From the text on McKenzie Wark's review of Jason Moore's book, reproduce word for word the part that opens with the words containing "McKenzie Wark gets" and closes with "Web of Life.".

** start of Text excerpt **

McKenzie Wark gets at some very important issues in what we might call “the ontology of the Anthropocene” in this review of Jason Moore’s book Capitalism in the Web of Life.
Moore’s work, as he acknowledges (and as I have argued here before), provides an important contribution to rethinking the relations between humanity, the nonhuman world, and the techno-economic formations (such as capitalism) that have mediated those relations. But for Wark, Moore’s dialectical approach goes too far in the direction of social construction, whilst retaining the basic binary of nature and society that Moore critiques as “Cartesian.”
Summarizing his critique, Wark writes:
“The achievement of Moore’s book is to move past a metaphysical concept of nature towards an historical one. But in the process the various scientific ways of knowing nature are not recognized as valid and at least partially autonomous. These are assumed to be merely internal to capital – while historical knowledge gets some mysterious, partial exemption from that constraint.”

** end of Text excerpt **
** start of Data provided **

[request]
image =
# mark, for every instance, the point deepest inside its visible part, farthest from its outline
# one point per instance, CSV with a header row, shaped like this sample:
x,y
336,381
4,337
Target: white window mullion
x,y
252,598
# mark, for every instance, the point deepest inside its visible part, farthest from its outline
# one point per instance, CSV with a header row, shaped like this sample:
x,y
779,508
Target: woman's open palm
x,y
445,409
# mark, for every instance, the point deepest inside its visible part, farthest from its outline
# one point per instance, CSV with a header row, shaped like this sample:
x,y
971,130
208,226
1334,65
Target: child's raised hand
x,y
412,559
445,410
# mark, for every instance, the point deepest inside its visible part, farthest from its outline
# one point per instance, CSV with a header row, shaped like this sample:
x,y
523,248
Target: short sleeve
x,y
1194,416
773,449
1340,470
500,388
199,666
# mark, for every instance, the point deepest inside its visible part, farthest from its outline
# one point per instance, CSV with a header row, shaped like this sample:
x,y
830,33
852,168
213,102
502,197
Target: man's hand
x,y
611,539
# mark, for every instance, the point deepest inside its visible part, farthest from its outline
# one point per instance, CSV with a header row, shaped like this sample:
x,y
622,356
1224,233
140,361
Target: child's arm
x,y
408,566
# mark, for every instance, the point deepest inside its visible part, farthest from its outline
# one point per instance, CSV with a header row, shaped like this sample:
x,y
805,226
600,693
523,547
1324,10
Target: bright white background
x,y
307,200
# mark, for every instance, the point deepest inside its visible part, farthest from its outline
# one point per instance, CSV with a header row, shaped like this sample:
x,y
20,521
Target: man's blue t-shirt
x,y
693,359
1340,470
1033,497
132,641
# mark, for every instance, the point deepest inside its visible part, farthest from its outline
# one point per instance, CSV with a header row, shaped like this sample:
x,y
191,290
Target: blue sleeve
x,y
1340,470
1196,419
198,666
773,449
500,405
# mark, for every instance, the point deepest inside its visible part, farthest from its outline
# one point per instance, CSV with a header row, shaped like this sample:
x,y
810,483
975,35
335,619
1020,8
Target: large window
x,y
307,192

** end of Data provided **

__Result below__:
McKenzie Wark gets at some very important issues in what we might call “the ontology of the Anthropocene” in this review of Jason Moore’s book Capitalism in the Web of Life.